STORED DATA
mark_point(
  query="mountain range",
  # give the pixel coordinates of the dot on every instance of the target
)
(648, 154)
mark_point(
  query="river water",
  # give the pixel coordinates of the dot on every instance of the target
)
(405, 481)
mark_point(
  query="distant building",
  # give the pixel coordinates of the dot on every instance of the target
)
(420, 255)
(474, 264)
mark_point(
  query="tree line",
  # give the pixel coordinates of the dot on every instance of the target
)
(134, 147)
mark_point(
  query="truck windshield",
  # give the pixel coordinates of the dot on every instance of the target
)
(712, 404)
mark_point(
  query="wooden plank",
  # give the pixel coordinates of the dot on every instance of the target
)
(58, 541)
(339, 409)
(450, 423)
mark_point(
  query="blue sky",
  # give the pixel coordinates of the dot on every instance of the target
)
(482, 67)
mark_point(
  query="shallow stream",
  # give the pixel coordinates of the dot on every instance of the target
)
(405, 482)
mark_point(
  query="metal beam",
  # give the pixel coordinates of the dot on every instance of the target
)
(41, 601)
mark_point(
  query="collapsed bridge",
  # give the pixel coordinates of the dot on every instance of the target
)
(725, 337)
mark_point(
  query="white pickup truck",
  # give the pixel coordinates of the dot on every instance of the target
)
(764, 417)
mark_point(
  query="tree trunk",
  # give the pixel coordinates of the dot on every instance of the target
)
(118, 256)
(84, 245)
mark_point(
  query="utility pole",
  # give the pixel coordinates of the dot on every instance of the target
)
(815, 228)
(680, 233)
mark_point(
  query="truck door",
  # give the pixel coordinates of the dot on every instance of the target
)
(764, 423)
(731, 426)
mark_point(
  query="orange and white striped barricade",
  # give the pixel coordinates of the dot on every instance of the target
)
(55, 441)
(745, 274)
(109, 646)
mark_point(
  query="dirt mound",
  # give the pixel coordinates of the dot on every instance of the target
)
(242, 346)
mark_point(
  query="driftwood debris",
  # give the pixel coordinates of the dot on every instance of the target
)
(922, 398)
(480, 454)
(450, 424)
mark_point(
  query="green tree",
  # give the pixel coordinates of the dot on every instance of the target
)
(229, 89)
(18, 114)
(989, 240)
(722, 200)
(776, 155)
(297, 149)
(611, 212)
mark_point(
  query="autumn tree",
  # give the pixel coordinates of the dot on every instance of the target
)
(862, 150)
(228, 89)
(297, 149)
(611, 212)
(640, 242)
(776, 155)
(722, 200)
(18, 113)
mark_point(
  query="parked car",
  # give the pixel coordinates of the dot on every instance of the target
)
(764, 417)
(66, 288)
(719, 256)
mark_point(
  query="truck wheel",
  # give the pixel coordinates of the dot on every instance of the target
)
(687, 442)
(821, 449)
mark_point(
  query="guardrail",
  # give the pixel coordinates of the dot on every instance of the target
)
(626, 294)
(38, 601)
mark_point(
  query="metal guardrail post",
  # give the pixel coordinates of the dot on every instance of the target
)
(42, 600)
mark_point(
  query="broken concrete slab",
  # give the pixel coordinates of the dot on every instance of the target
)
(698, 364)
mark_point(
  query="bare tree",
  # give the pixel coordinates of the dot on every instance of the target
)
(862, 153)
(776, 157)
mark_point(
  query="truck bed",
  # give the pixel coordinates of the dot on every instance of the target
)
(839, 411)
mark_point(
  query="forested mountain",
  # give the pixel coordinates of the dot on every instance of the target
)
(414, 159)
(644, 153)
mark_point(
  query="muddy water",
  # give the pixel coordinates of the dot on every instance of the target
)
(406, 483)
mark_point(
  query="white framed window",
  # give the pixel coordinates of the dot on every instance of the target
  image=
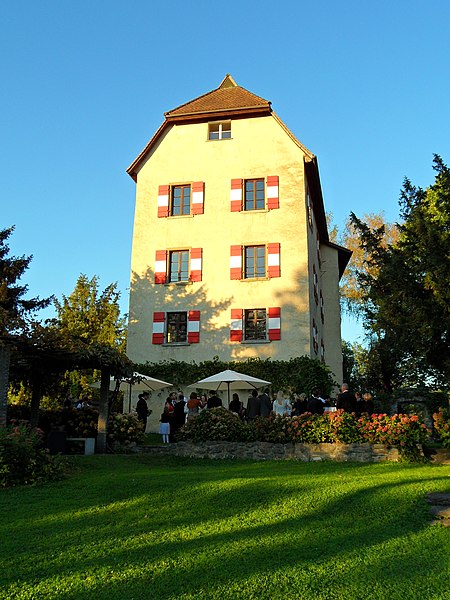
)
(219, 131)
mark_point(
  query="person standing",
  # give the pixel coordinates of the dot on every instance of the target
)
(346, 400)
(281, 405)
(253, 406)
(142, 408)
(164, 425)
(213, 401)
(265, 404)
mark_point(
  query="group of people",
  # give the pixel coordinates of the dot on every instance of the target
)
(178, 409)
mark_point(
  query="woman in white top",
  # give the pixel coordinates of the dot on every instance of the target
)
(281, 406)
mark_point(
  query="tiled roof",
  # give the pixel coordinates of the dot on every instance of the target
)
(227, 97)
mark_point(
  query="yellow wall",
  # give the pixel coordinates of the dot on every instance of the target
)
(259, 147)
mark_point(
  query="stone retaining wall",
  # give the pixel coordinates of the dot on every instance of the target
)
(268, 451)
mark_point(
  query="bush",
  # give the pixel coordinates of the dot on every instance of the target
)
(441, 421)
(216, 424)
(125, 429)
(23, 460)
(406, 432)
(274, 429)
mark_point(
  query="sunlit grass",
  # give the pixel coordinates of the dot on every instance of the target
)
(160, 527)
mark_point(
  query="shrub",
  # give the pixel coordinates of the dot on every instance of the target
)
(441, 421)
(274, 429)
(23, 460)
(125, 429)
(216, 424)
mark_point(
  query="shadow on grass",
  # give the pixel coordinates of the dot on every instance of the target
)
(202, 529)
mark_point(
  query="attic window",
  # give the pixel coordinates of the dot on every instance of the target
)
(219, 131)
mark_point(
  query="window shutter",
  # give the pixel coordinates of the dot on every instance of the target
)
(274, 326)
(158, 327)
(193, 326)
(161, 266)
(236, 195)
(196, 264)
(163, 200)
(273, 260)
(198, 197)
(236, 325)
(272, 193)
(236, 262)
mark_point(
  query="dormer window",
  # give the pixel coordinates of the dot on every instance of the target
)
(219, 131)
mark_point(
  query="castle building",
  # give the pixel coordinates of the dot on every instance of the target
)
(231, 254)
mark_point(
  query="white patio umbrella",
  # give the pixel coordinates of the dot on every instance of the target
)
(139, 383)
(230, 380)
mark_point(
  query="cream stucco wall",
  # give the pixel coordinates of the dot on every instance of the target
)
(259, 147)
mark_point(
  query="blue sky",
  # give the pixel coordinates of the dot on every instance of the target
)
(364, 85)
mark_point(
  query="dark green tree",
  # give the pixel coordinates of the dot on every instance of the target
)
(16, 311)
(407, 296)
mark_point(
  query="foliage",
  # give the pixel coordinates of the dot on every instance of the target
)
(352, 294)
(441, 421)
(403, 431)
(15, 311)
(125, 430)
(216, 424)
(23, 460)
(407, 300)
(300, 374)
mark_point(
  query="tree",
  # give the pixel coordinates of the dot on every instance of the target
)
(93, 318)
(350, 288)
(406, 292)
(16, 312)
(92, 315)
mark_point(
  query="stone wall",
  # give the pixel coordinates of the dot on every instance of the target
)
(268, 451)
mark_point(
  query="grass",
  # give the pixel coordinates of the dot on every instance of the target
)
(132, 527)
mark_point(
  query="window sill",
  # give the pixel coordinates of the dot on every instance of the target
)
(220, 140)
(169, 283)
(191, 216)
(255, 279)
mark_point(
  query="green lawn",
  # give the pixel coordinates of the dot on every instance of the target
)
(129, 527)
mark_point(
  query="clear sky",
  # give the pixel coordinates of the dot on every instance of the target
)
(84, 85)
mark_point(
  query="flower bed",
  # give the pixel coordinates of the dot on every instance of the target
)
(405, 432)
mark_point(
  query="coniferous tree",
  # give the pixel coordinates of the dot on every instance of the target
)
(16, 311)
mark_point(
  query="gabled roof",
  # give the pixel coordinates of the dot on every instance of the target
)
(229, 100)
(228, 97)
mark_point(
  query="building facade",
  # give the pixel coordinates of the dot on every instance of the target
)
(231, 255)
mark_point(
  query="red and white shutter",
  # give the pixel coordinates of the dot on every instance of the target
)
(163, 200)
(161, 266)
(272, 192)
(235, 262)
(193, 326)
(273, 260)
(159, 319)
(236, 325)
(274, 325)
(196, 264)
(236, 195)
(198, 197)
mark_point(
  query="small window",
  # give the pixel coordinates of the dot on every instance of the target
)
(255, 324)
(180, 200)
(178, 266)
(219, 131)
(254, 262)
(254, 194)
(176, 327)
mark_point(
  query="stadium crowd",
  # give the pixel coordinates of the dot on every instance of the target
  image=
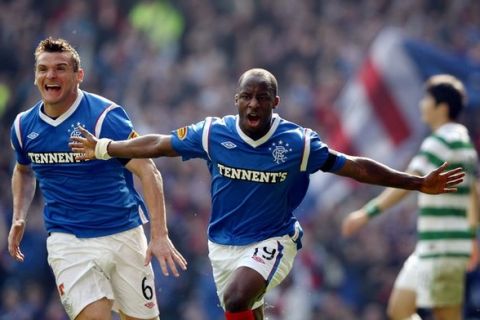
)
(171, 63)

GOAL OF THE EXERCISE
How many lines of the data contain the word "truck"? Case counts. Give only the number.

ANSWER TO THIS TASK
5